#### TO DO:
Repeat the data below in full and exactly.

========================================

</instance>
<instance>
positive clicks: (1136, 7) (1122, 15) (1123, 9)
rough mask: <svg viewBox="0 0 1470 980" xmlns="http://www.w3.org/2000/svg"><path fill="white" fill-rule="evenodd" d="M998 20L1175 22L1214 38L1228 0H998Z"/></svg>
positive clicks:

========================================

#### WRITTEN RESPONSE:
</instance>
<instance>
positive clicks: (1136, 7) (1122, 15) (1123, 9)
rough mask: <svg viewBox="0 0 1470 980" xmlns="http://www.w3.org/2000/svg"><path fill="white" fill-rule="evenodd" d="M998 20L1175 22L1214 38L1228 0H998Z"/></svg>
positive clicks:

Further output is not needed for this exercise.